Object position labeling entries

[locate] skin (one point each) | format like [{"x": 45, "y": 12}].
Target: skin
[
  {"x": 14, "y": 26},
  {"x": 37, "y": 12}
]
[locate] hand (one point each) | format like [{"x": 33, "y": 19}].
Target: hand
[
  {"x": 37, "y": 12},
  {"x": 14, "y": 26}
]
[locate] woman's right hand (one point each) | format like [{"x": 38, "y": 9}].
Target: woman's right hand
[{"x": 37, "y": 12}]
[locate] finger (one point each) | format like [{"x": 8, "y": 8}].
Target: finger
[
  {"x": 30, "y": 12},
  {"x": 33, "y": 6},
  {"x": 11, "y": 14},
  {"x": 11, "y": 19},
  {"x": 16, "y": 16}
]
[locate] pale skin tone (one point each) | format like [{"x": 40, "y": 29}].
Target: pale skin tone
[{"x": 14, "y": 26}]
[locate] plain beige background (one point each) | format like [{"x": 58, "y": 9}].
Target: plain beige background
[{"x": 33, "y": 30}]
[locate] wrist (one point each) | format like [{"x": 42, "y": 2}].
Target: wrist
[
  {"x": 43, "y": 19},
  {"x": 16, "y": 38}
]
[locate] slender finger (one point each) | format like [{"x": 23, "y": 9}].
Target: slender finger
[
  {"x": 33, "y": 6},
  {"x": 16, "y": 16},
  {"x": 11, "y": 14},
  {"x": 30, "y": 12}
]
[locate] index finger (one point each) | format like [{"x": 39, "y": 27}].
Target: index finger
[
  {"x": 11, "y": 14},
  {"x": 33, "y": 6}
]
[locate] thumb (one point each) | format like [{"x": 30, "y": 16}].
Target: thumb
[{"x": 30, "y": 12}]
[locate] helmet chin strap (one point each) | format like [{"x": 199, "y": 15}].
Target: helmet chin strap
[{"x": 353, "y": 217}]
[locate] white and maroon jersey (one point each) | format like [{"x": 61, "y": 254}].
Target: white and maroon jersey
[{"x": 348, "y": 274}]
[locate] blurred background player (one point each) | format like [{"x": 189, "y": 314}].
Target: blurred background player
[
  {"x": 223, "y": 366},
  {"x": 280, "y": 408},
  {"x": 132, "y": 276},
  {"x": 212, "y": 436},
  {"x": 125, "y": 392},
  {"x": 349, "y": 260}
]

--- Your task ---
Starting with the line that contains "[locate] slender finger" and going on through the end of the material, reproduce every line, requests included, with each x and y coordinate in the answers multiplied by 2.25 and rounded to the nearest whole number, halves rounded up. Leave the numbers in the requests and their format samples unchanged.

--- Final result ---
[locate] slender finger (one point each) | format like [{"x": 23, "y": 9}].
Target: slender finger
[
  {"x": 74, "y": 14},
  {"x": 36, "y": 36},
  {"x": 25, "y": 32},
  {"x": 68, "y": 27}
]
[locate] index finger (one point each) | format like [{"x": 39, "y": 27}].
Target: index finger
[
  {"x": 25, "y": 32},
  {"x": 74, "y": 14}
]
[locate] thumb (one point each) | format like [{"x": 30, "y": 16}].
Target: thumb
[{"x": 68, "y": 27}]
[locate] helmet chin strap (one point each) | format like [{"x": 199, "y": 15}].
Target: helmet chin strap
[{"x": 794, "y": 488}]
[locate] white and maroon jersey (one point each) | format like [{"x": 61, "y": 254}].
Target: white and maroon jersey
[{"x": 783, "y": 617}]
[locate] blurred background player (one point each) | format like [{"x": 189, "y": 314}].
Target: blurred background player
[
  {"x": 502, "y": 824},
  {"x": 630, "y": 918},
  {"x": 297, "y": 621},
  {"x": 477, "y": 981},
  {"x": 281, "y": 882},
  {"x": 785, "y": 585}
]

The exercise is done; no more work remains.